#### 问题详情
把下面这段讲 OpenCV 投影的原文一字不改地从头到尾照抄一遍。

#### 原文摘录
▼▼▼

Opencv 投影和三维视觉 Projection and Three-Dimensional Vision

Opencv 投影和三维视觉 Projection and Three-Dimensional Vision

投影

当我们已经获得了标定好的摄像头之后，我们就可以利用以下函数实现三维空间中的点向投影平面的投影。

void cv::projectPoints(
	cv::InputArray objectPoints, // 3xN/Nx3 Nc=1, 1xN/Nx1 Nc=3,
								 // or vector<Point3f>
	cv::InputArray rvec, // Rotation *vector*
						 // (see cv::Rodrigues())
	cv::InputArray tvec, // Translation vector
	cv::InputArray cameraMatrix, // 3x3 Camera intrinsics matrix
	cv::InputArray distCoeffs, // 4, 5, or 8 elements vector,
							   // or cv::noArray()
	cv::OutputArray imagePoints, // 2xN/Nx2 Nc=1, 1xN/Nx1 Nc=2,
								 // or vector<Point2f>
	cv::OutputArray jacobian = cv::noArray(), // Optional,
											  // 2N x (10+nDistCoeff)

▲▲▲

#### 所给资料
▼▼▼

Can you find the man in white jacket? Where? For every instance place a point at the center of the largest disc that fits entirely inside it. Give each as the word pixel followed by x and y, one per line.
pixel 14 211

▲▲▲

#### 回复
Opencv 投影和三维视觉 Projection and Three-Dimensional Vision

Opencv 投影和三维视觉 Projection and Three-Dimensional Vision

投影

当我们已经获得了标定好的摄像头之后，我们就可以利用以下函数实现三维空间中的点向投影平面的投影。

void cv::projectPoints(
	cv::InputArray objectPoints, // 3xN/Nx3 Nc=1, 1xN/Nx1 Nc=3,
								 // or vector<Point3f>
	cv::InputArray rvec, // Rotation *vector*
						 // (see cv::Rodrigues())
	cv::InputArray tvec, // Translation vector
	cv::InputArray cameraMatrix, // 3x3 Camera intrinsics matrix
	cv::InputArray distCoeffs, // 4, 5, or 8 elements vector,
							   // or cv::noArray()
	cv::OutputArray imagePoints, // 2xN/Nx2 Nc=1, 1xN/Nx1 Nc=2,
								 // or vector<Point2f>
	cv::OutputArray jacobian = cv::noArray(), // Optional,
											  // 2N x (10+nDistCoeff)